Lines from the one containing "Return the outline of every instance of the hanging" through the final line of the entries below: reproduce them exactly, all of them and only them.

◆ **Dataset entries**
○ ○ ○ ○ ○

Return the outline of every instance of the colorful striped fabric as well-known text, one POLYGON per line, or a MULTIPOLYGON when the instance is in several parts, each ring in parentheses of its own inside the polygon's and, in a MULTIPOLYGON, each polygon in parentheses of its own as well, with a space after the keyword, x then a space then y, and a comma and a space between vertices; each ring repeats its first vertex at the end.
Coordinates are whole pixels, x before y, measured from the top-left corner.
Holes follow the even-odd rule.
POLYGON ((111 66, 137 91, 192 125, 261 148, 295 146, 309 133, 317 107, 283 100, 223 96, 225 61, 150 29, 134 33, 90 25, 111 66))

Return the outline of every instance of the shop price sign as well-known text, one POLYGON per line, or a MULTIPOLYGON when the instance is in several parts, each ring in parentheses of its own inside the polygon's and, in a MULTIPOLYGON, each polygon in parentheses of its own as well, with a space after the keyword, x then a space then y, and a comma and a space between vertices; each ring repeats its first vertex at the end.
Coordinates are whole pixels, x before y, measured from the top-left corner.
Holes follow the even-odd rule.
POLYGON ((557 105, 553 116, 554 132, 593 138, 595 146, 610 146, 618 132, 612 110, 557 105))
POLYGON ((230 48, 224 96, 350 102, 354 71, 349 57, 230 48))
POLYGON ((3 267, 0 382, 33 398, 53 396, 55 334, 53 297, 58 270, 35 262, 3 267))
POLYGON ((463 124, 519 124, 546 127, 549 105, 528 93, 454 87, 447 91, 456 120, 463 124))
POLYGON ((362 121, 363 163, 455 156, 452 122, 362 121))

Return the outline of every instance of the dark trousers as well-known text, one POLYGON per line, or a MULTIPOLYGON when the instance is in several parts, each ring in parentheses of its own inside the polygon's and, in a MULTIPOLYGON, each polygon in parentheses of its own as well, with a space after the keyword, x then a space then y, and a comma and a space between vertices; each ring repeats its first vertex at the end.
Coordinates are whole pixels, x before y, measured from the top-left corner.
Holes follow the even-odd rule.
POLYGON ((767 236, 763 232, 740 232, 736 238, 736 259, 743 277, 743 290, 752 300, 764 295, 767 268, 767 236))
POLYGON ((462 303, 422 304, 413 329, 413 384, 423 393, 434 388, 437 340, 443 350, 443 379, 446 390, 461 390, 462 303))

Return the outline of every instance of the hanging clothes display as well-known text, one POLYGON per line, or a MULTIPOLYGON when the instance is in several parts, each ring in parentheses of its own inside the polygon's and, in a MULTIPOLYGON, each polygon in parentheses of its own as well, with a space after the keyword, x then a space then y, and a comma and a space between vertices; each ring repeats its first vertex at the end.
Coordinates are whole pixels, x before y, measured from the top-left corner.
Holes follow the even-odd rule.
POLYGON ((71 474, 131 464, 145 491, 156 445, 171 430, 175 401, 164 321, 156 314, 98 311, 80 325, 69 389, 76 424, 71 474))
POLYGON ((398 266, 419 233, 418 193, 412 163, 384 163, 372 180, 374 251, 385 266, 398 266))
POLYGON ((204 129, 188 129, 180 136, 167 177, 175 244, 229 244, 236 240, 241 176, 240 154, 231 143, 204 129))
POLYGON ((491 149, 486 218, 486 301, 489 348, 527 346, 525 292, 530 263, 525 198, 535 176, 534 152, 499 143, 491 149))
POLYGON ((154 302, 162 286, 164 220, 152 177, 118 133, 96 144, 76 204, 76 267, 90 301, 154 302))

○ ○ ○ ○ ○

◆ **Output below**
Return the outline of every instance of the hanging clothes display as well-known text, one POLYGON per line, or a MULTIPOLYGON when the instance is in several parts, each ring in parentheses of its own inside the polygon's and, in a MULTIPOLYGON, each polygon in parentheses of its own as well, with a space after the keyword, x then a space then y, and a comma and a space between vertices; each ring repeats its first vertex at the end.
Coordinates are whole pixels, x before y, measured from the top-left corner.
Holes follow the even-odd rule.
POLYGON ((71 474, 131 464, 145 491, 156 445, 171 430, 175 401, 164 321, 156 314, 98 311, 80 325, 69 389, 76 424, 71 474))
POLYGON ((398 266, 419 233, 418 193, 412 163, 384 163, 372 180, 374 251, 385 266, 398 266))
POLYGON ((204 129, 188 129, 180 136, 167 177, 175 244, 229 244, 236 240, 241 176, 240 154, 231 143, 204 129))
POLYGON ((491 149, 486 218, 486 301, 489 348, 527 346, 525 292, 530 263, 525 198, 535 176, 534 152, 499 143, 491 149))
POLYGON ((154 302, 162 286, 164 220, 152 177, 118 133, 96 144, 76 204, 76 267, 90 301, 154 302))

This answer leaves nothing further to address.